TEKST TER BEOORDELING:
- - -

4 mei 2029. Veel eerder dan verwacht, heeft het water de hele wereld overspoeld. Iedereen is – meestal tevergeefs – op de vlucht. Moos, opa Leon, professor Beck en de burgemeester hadden deze ramp wél zien aankomen. Zij waren voorbereid en vluchten nu op een meer comfortabele manier. Ze varen tussen de lijken en nergens is nog land te bespeuren. Ook het proviand raakt langzaamaan op. Maar plots ontwaren ze een hoge, spitse berg. Dit blijkt Atlantis te zijn, dat duidelijk niet een verdronken eiland is, maar een berg met een niet actieve vulkaan. Op Atlantis woont een hoog ontwikkeld volk. Maar erg vriendelijk voor de vreemdelingen zijn ze niet.

- - -

GETOONDE INFORMATIE:
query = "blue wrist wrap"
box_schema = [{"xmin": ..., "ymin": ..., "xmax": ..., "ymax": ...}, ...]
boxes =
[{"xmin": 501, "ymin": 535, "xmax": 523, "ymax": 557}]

- - -

ACTIEPUNT: Zet de tekst over de wereldwijde overstroming en Atlantis voort na de laatste zin. De regels spelen hierbij geen rol.

RESULTAAT OEFENING:
Dit boek begint zeer gruwelijk. Overal drijven lijken, vissen ontploffen, mensen creperen. Als een ‘wake up call’ kan dit tellen. Hoofdstuk drie is het bloedigste en heeft niet voor niets als titel ‘waarin zoveel gruwelijks gebeurt dat je het misschien beter kan overslaan’. Voor mij verliepen de eerste hoofdstukken daardoor wat stroef. Van zodra het viertal (+ drie kabouters) de berg Atlantis bereiken, krijgt het verhaal vaart. Alle kwalen van deze eeuw passeren de revue: de opwarming van de aarde, de afnemende biodiversiteit, sociale ongelijkheid, de Covid pandemie, fascisme, het migratieprobleem, discriminatie, de excessieve aandacht voor sociale media, …
De hoofdthema’s zijn vriendschap en vertrouwen. De auteur zet deze thema’s dik in de verf, waardoor het boek een positief einde heeft. De drie kabouters die doorheen het boek huppelen, worden gebruikt als bliksemafleiders en als deus ex machina. Een absurde en leuke vondst. Een verteller brengt het verhaal, doorspekt met dialogen, waardoor het boek het nodige tempo behoudt. De vlotte schrijfstijl maakt het verhaal behapbaar. Tienjarigen zijn misschien nog pril om alle maatschappijkritiek te doorgronden. Ik zou het boek eerder aanraden vanaf twaalf jaar. Om alle maatschappelijke vraagstukken te duiden kan een klassikale bespreking achteraf wel nuttig zijn.